**Task directions**
Starting at the line that contains "Target: bell tower", output each line exactly as written through the end of the listing below, but leave out the pictures.

**Listed records**
BEGIN
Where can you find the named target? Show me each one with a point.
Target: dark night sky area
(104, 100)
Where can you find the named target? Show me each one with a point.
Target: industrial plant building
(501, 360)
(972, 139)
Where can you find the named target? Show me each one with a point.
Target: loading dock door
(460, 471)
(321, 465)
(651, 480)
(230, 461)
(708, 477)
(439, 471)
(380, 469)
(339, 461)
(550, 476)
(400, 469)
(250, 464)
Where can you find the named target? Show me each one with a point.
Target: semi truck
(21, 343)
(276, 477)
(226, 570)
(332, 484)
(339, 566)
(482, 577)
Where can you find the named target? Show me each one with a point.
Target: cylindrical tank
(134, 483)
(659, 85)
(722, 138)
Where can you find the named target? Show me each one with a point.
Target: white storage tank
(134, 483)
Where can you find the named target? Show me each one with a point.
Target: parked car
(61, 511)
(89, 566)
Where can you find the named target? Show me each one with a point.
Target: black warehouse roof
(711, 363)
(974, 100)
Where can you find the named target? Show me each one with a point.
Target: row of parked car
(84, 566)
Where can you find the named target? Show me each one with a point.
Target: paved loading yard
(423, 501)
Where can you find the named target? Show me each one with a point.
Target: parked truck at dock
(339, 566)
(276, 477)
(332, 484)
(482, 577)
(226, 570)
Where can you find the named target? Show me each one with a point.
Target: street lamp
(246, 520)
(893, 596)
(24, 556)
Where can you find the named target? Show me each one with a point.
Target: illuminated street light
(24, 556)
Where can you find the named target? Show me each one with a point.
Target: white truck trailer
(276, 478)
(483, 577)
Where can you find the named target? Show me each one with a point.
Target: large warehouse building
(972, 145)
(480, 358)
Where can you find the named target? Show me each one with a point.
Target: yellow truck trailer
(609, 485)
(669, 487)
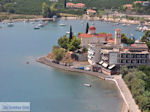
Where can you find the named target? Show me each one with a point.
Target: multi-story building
(110, 56)
(92, 37)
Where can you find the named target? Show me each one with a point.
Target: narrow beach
(128, 105)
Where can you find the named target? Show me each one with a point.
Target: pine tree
(64, 3)
(70, 35)
(87, 27)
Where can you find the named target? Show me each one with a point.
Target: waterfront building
(128, 6)
(138, 2)
(73, 5)
(93, 37)
(91, 12)
(110, 56)
(146, 3)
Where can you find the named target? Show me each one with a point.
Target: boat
(10, 24)
(88, 85)
(36, 27)
(40, 25)
(62, 24)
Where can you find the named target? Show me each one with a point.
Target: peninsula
(101, 55)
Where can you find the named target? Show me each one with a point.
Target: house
(138, 2)
(112, 54)
(90, 12)
(146, 3)
(80, 5)
(128, 6)
(92, 37)
(73, 5)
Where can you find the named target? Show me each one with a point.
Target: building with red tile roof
(138, 2)
(90, 12)
(93, 37)
(73, 5)
(128, 6)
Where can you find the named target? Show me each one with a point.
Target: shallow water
(49, 89)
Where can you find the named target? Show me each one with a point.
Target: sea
(46, 88)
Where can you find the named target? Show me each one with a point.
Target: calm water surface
(49, 89)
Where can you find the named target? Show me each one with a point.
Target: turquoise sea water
(49, 89)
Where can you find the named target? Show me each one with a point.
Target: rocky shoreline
(123, 21)
(127, 105)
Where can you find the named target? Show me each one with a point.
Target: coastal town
(109, 41)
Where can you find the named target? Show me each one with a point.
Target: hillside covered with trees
(34, 6)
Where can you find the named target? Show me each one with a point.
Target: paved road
(127, 95)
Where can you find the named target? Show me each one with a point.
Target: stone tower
(117, 36)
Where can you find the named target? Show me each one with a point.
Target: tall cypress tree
(87, 27)
(70, 35)
(65, 3)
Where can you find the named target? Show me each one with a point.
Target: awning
(101, 62)
(112, 66)
(105, 65)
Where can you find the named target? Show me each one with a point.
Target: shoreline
(127, 104)
(123, 21)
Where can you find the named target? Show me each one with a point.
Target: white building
(92, 37)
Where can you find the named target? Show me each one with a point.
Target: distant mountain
(34, 6)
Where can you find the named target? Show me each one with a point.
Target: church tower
(117, 36)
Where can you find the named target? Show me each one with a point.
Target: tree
(58, 53)
(87, 27)
(126, 40)
(146, 36)
(70, 34)
(53, 10)
(63, 42)
(9, 7)
(74, 44)
(65, 3)
(45, 10)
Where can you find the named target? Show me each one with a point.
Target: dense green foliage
(58, 53)
(138, 81)
(70, 34)
(87, 27)
(70, 45)
(146, 38)
(138, 8)
(34, 6)
(126, 40)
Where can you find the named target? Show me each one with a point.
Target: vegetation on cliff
(138, 81)
(146, 38)
(126, 40)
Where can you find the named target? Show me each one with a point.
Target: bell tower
(117, 36)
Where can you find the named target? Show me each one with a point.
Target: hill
(34, 6)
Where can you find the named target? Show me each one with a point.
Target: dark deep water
(49, 89)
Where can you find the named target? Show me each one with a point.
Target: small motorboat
(87, 85)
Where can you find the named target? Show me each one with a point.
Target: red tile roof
(109, 35)
(129, 6)
(70, 4)
(92, 28)
(90, 10)
(78, 5)
(110, 40)
(118, 29)
(90, 35)
(136, 2)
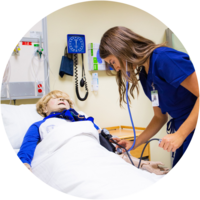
END
**Result for this exercise**
Target: bell tower
(117, 36)
Where can you find the named target? Show me each one with a point.
Target: hill
(34, 6)
Where can you find the named target? Show me each one with a point.
Target: dark deep water
(49, 89)
Where can you find the named target? Show me each one with a point.
Target: small motorboat
(87, 85)
Where can you find the named target? Show me each one with a point.
Target: red tile roof
(109, 35)
(129, 6)
(70, 4)
(92, 28)
(90, 10)
(78, 5)
(110, 40)
(118, 29)
(90, 35)
(136, 2)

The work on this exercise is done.